In diese Stadt kommt nun Paulus auf einer seiner
Missionsreisen, allein. Er wartet darauf, daß seine Mitarbeiter eintreffen. Um
die Zeit zu überbrücken, sieht er sich in der Stadt um. Fast ein bißchen wie
heutzutage all die Touristen, die sich Athen ansehen – die Akropolis mit den
Propyläen, dem Parthenon-Tempel, dem Standbild der Göttin Athene. Wir
schlendern durch die Straßen, mit dem Baedeker oder dem Dumont in der Hand, und
bewundern die unzähligen Kunstwerke. Paulus sah das alles auch, aber er
bewunderte es nicht; er war empört, er war erschüttert. All diese
Götterstatuen, steingewordene Verirrung des Menschen! All diese Tempel zu Ehren
von Göttern, die Menschen sich ausgedacht haben! All diese Altäre, um ihnen zu
opfern! Gibt hier denn keiner dem wahren Gott die Ehre? Beten hier alle ihre
eigenen Idole an? Ist diese ganze Stadt, der Inbegriff menschlicher Leistung
und menschlichen Klugheit, dem Irrtum verfallen, der moralischen Dekadenz? Hat
sie sich völlig den falschen Göttern verschrieben und damit dem Untergang
geweiht? Schon der Name wies in diese Richtung – Athen war nach der Göttin
Athena benannt, der Lieblingstochter von Zeus, dem obersten Gott der Griechen.

== AUFGABENLISTE ==
• A. Führen Sie sämtliche Fragesätze auf, die im Lesetext über Paulus in Athen vorkommen.
• B. Schreiben Sie den Lesetext über Paulus in Athen im Anschluss an seinen letzten Satz weiter.
Die Datensätze werden für die Bearbeitung nicht benötigt.

== BEREITGESTELLTE DATENSÄTZE ==

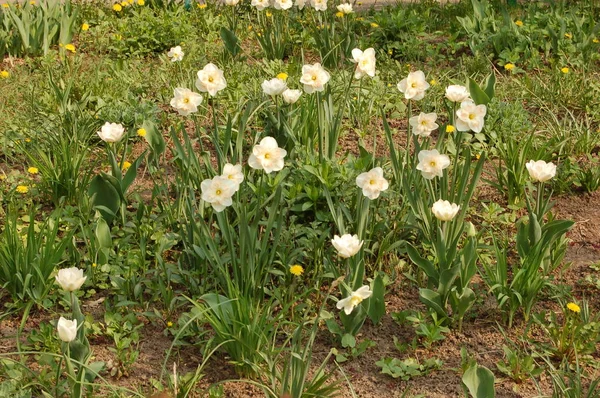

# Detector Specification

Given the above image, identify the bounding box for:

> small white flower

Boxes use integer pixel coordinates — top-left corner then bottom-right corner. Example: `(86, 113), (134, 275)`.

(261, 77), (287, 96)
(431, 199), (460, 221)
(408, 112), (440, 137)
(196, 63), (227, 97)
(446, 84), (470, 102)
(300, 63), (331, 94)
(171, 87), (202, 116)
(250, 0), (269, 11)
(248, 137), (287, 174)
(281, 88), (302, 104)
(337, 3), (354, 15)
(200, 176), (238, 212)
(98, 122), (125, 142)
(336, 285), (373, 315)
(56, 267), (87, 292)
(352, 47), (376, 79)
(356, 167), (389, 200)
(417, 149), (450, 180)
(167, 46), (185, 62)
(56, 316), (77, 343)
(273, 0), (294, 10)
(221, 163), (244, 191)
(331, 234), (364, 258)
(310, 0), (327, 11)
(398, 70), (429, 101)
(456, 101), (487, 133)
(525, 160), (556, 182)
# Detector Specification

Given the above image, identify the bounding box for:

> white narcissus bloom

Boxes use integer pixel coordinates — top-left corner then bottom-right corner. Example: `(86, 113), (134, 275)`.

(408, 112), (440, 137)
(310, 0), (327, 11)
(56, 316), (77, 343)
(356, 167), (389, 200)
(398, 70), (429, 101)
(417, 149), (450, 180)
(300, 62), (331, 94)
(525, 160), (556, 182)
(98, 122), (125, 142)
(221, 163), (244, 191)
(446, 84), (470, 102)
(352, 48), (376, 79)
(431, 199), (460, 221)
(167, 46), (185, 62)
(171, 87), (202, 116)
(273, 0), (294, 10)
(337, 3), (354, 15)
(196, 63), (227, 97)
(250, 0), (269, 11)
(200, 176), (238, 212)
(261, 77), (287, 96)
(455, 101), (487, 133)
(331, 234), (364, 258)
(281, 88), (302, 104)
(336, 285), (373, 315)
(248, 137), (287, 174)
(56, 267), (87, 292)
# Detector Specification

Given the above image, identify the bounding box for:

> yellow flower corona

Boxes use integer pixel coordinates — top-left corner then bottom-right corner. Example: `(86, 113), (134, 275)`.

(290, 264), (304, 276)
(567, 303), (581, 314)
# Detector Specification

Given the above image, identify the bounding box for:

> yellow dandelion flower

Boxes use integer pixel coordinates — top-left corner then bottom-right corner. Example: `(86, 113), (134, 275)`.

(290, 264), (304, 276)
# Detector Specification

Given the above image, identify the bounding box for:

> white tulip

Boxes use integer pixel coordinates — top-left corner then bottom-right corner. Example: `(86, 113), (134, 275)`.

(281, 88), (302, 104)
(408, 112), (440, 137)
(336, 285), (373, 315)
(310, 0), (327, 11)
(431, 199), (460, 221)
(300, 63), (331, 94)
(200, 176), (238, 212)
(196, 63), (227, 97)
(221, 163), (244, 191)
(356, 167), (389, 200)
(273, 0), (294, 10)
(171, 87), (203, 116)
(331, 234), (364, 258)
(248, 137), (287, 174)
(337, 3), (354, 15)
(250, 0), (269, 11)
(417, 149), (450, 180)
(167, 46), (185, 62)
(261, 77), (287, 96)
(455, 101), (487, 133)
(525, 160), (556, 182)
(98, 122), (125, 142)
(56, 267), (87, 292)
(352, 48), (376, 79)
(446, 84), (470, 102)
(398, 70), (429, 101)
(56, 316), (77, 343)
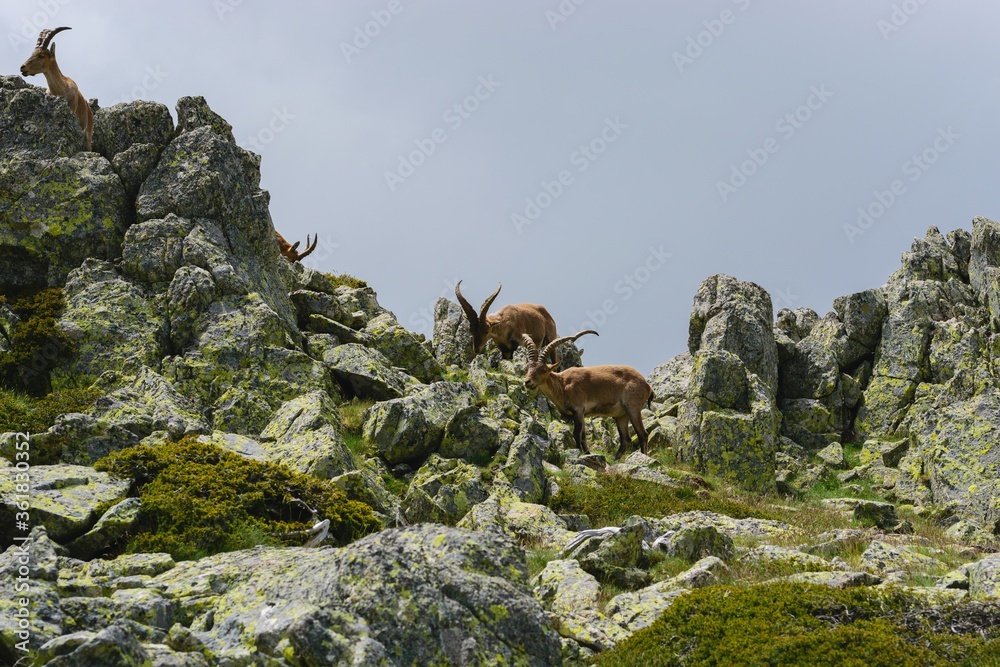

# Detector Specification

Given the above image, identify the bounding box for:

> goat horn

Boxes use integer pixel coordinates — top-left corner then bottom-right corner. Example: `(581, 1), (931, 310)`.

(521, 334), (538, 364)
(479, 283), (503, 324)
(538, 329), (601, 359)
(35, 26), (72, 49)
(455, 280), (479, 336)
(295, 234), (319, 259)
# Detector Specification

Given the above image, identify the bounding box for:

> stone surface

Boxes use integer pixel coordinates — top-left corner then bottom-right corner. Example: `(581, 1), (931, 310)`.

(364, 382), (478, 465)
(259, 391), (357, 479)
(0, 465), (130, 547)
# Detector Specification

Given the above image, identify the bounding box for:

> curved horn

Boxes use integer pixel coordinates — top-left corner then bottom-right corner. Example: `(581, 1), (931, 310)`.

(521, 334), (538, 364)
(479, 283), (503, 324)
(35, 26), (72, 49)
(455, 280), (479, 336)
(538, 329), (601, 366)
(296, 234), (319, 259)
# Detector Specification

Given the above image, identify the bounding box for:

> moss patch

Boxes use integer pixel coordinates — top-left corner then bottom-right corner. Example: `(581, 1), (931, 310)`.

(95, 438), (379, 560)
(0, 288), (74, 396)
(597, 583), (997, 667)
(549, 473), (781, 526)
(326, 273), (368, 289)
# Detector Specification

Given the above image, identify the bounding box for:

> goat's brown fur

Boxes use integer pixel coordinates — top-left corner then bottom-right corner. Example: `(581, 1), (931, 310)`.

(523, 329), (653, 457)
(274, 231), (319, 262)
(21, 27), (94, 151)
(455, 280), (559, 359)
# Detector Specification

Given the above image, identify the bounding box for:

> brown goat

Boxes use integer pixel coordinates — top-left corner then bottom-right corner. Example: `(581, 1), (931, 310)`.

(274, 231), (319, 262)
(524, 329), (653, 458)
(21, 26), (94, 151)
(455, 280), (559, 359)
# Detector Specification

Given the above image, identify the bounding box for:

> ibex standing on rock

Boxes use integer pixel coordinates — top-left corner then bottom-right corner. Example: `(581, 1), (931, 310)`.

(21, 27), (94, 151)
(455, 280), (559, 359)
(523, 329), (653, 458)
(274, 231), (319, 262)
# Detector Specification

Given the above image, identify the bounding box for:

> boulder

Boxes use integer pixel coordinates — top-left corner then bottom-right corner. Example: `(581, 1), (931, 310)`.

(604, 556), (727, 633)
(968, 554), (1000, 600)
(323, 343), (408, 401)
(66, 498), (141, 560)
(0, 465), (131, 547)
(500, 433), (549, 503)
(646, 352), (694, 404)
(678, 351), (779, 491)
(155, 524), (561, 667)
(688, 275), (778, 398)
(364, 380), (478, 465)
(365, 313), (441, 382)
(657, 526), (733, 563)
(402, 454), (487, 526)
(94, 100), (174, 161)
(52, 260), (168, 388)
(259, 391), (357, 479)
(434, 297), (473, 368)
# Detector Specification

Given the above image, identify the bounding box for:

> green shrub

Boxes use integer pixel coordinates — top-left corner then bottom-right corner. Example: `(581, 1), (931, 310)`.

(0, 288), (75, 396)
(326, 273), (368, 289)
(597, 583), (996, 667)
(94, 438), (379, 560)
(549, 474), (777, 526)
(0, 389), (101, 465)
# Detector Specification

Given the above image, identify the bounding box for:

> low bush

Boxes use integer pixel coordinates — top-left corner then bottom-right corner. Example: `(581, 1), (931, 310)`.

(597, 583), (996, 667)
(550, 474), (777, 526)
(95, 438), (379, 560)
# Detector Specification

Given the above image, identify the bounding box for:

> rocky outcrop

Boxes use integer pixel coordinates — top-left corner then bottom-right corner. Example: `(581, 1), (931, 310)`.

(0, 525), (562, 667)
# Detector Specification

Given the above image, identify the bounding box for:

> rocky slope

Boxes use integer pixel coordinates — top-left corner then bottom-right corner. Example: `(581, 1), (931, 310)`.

== LÖSUNGEN ==
• A.
- Gibt hier denn keiner dem wahren Gott die Ehre?
- Beten hier alle ihre eigenen Idole an?
- Ist diese ganze Stadt, der Inbegriff menschlicher Leistung und menschlichen Klugheit, dem Irrtum verfallen, der moralischen Dekadenz?
- Hat sie sich völlig den falschen Göttern verschrieben und damit dem Untergang geweiht?

• B.
Athena sollte Athen beschützen.
Mal eine kleine Zwischenbemerkung: Götzen sind
leider nicht auf die Antike oder die sogenannte Dritte Welt beschränkt. Das
griechische Wort für Götze ist eidolon, „Idol“. Ein Idol ist ein Gott-Ersatz,
irgend etwas oder irgend jemand, der in meinem Denken, in meiner Gefühlswelt,
in meinem Handeln den Platz einnimmt, der Gott zusteht. Das kann Geld sein (das
Geld, das ich besitze, oder das Geld, das ich noch nicht besitze). Das kann
meine Gesundheit sein, Macht und Ansehen, meine Arbeit, meine Hobbies,
Fernsehen, Alkohol, die Eltern, der Ehepartner, die Kinder, Freund und
Freundin, gutes Essen, Sexualität. Das kann sogar die Religion sein, die
Kirche, der Einsatz für Gott. Kein Bereich unseres Lebens ist dagegen gefeit,
zum Idol zu werden, sobald wir uns darin nicht mehr von Gott bestimmen lassen.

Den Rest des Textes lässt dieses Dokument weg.